### Work request
Each line in the listing below that contains "head" should be returned.

### Provided data
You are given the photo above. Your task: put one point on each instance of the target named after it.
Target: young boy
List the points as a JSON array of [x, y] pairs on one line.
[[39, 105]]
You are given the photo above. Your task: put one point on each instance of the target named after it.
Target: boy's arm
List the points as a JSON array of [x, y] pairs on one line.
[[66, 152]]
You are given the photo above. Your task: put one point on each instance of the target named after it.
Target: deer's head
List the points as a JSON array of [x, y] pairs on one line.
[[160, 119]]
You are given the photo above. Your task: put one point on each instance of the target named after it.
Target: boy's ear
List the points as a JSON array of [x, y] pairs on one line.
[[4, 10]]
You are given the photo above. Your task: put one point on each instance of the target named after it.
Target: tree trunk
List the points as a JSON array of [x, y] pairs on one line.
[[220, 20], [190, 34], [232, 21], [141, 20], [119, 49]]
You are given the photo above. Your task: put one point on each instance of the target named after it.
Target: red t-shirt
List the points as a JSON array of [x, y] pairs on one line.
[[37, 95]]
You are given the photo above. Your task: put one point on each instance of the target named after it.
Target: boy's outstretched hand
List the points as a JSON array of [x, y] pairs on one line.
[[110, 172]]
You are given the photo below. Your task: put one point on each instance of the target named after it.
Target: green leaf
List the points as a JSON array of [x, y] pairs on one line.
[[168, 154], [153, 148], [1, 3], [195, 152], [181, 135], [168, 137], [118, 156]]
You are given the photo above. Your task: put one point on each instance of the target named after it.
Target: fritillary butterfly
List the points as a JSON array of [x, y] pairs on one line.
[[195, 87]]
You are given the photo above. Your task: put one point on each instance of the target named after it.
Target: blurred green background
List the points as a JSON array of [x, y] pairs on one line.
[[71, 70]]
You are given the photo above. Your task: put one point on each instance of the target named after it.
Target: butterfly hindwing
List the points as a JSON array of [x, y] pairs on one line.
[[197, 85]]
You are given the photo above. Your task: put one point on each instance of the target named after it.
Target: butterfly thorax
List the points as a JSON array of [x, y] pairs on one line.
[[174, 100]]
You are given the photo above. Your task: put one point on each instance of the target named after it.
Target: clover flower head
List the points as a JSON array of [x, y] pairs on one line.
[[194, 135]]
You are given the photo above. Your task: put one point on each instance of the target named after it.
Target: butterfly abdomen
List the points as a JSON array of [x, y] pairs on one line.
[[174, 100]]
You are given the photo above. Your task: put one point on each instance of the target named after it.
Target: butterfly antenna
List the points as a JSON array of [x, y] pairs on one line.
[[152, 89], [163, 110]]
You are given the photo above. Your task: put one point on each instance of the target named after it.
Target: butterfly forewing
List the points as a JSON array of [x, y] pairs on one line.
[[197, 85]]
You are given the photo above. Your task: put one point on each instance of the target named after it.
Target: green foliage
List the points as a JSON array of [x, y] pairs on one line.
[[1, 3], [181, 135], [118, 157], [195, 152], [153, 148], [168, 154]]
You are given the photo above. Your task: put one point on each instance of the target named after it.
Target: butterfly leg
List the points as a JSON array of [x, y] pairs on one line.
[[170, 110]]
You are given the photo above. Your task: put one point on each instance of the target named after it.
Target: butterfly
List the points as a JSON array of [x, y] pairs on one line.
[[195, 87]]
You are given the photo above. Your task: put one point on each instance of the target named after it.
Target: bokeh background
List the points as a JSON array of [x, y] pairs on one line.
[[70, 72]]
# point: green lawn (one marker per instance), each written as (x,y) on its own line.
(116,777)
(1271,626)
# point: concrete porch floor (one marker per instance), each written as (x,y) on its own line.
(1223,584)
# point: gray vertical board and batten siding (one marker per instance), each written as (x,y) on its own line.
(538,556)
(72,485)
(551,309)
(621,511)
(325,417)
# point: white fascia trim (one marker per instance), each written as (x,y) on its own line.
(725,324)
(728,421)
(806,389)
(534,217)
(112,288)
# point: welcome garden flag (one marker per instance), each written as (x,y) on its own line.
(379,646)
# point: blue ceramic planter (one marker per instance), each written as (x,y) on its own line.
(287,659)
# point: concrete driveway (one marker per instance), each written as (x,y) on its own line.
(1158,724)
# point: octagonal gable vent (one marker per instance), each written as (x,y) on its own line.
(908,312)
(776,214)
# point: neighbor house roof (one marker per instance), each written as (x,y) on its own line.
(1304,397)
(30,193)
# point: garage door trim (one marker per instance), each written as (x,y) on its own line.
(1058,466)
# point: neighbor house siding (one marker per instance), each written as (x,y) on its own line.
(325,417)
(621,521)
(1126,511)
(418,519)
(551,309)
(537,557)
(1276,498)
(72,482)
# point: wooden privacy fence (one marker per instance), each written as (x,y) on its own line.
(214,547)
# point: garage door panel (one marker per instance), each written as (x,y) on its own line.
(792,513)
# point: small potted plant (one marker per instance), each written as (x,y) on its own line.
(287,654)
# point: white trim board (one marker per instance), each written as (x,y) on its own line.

### Response
Target: deer's head
Target: clover flower head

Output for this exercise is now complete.